- What is needed:
Rewrite the stretch from the line containing "Where in this photo can the spoon" through the end of the lines below, requests included, multiplying every x and y coordinate in the answers by 0.45 and rounding to whole numbers, with halves rounded up. Output only those lines.

"""

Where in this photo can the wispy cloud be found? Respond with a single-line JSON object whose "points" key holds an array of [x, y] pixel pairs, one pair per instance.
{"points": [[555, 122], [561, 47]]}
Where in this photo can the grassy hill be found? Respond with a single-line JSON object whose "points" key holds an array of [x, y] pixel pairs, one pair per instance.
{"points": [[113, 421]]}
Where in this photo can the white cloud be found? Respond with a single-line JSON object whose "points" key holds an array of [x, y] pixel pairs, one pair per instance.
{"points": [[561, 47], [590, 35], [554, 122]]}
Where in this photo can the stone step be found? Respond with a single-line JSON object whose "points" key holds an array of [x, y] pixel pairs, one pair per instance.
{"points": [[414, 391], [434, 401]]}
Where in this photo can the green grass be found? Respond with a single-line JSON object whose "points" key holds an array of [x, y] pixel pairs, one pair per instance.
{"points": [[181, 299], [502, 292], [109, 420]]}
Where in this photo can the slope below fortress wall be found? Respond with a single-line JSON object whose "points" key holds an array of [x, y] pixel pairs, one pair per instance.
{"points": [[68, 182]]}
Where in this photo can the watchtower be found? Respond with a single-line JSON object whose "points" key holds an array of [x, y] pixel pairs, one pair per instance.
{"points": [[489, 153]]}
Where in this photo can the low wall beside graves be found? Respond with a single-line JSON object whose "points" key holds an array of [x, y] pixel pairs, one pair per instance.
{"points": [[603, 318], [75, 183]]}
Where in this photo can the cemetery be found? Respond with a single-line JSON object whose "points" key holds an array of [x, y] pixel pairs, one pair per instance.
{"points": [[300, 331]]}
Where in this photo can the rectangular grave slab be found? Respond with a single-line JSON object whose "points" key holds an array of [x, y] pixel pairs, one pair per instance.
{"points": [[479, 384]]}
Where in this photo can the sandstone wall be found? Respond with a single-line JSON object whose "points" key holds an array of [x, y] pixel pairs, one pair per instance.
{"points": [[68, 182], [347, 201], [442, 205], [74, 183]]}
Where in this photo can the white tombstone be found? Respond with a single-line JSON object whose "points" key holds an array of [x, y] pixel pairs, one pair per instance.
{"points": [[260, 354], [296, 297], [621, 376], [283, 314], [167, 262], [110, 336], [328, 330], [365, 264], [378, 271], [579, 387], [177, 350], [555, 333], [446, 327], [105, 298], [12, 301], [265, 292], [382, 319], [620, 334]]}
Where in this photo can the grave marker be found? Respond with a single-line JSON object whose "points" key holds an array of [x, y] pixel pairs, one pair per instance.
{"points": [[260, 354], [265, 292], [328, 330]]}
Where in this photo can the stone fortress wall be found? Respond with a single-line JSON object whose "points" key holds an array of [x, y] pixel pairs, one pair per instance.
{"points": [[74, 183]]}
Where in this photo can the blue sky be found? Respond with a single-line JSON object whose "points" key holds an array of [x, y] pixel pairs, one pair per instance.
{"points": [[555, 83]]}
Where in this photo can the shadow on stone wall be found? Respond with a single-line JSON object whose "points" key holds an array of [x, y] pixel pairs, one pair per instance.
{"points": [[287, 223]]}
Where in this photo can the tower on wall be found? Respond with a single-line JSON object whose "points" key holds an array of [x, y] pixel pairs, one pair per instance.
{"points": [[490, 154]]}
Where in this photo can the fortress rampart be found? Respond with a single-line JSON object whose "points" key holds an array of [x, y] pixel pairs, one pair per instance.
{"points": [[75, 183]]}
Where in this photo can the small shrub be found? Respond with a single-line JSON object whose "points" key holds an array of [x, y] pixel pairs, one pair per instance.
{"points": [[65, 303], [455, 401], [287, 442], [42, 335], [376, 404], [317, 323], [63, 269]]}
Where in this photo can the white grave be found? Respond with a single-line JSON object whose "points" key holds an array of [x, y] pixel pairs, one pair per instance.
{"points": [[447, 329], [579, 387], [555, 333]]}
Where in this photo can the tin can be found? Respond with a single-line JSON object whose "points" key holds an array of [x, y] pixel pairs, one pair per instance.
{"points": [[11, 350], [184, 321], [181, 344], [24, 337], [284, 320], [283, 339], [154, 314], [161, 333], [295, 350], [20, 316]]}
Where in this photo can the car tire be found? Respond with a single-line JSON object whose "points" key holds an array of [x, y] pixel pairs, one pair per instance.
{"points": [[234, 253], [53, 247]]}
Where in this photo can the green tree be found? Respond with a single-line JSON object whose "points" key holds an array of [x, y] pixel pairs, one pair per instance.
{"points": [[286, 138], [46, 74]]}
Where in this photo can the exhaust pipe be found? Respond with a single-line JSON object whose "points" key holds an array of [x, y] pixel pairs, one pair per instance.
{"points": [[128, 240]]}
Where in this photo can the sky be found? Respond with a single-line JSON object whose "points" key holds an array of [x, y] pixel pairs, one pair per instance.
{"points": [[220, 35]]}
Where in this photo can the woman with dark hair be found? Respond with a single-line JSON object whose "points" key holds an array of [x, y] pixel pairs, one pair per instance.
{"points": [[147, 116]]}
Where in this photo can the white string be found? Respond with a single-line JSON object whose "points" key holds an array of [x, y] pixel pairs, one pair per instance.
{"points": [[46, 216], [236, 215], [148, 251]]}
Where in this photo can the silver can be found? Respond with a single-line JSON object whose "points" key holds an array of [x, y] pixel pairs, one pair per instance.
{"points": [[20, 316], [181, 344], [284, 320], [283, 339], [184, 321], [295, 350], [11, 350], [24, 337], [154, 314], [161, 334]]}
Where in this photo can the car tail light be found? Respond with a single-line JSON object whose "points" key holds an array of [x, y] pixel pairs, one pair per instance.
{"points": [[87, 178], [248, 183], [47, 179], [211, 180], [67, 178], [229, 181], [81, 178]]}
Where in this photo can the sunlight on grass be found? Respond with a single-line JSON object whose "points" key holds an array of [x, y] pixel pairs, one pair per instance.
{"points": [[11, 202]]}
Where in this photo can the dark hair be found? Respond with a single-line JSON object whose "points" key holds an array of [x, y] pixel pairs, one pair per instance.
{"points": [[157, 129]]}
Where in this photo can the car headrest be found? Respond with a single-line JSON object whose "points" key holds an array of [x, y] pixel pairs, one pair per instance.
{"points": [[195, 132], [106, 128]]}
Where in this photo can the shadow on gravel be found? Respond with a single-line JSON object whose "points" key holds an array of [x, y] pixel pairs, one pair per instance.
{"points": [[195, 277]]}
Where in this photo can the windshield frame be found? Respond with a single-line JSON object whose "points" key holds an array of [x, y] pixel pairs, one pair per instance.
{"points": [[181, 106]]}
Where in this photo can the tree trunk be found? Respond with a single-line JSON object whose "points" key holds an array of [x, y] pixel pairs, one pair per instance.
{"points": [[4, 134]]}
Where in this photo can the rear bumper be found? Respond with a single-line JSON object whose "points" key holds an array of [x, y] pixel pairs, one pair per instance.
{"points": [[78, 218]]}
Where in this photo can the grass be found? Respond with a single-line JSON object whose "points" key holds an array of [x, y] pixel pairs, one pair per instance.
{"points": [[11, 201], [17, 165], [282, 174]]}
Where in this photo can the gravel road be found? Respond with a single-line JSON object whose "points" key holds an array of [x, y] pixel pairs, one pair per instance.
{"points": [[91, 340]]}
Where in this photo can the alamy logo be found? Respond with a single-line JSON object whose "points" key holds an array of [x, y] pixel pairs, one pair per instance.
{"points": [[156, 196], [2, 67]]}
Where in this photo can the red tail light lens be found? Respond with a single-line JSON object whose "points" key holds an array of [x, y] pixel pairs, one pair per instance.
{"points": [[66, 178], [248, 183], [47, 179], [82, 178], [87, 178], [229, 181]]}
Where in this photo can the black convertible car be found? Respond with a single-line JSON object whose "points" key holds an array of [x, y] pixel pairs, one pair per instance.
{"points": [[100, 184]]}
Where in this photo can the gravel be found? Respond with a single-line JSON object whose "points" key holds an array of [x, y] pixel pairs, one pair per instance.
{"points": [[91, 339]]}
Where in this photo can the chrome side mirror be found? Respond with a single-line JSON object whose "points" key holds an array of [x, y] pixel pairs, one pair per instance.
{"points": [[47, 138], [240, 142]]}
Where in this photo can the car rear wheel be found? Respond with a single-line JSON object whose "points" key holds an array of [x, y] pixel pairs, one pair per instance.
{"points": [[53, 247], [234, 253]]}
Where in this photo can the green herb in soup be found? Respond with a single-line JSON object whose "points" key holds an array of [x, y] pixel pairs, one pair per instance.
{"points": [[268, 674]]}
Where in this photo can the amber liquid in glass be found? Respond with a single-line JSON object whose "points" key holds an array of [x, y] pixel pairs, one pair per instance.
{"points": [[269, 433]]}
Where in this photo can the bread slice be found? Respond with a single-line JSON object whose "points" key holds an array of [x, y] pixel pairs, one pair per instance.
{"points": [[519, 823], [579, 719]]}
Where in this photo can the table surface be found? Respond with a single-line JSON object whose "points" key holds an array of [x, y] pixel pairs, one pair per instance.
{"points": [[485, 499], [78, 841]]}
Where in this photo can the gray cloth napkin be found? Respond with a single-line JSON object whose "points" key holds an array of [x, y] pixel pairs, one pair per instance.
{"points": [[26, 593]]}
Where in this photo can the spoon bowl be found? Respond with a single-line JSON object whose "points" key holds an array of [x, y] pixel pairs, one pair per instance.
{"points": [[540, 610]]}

"""

- Result of the exercise:
Where in this photo can the spoon bowl be found? Respond with a single-line JSON object whose "points" key holds an array of [x, y] pixel pairs, one pair per instance.
{"points": [[243, 275]]}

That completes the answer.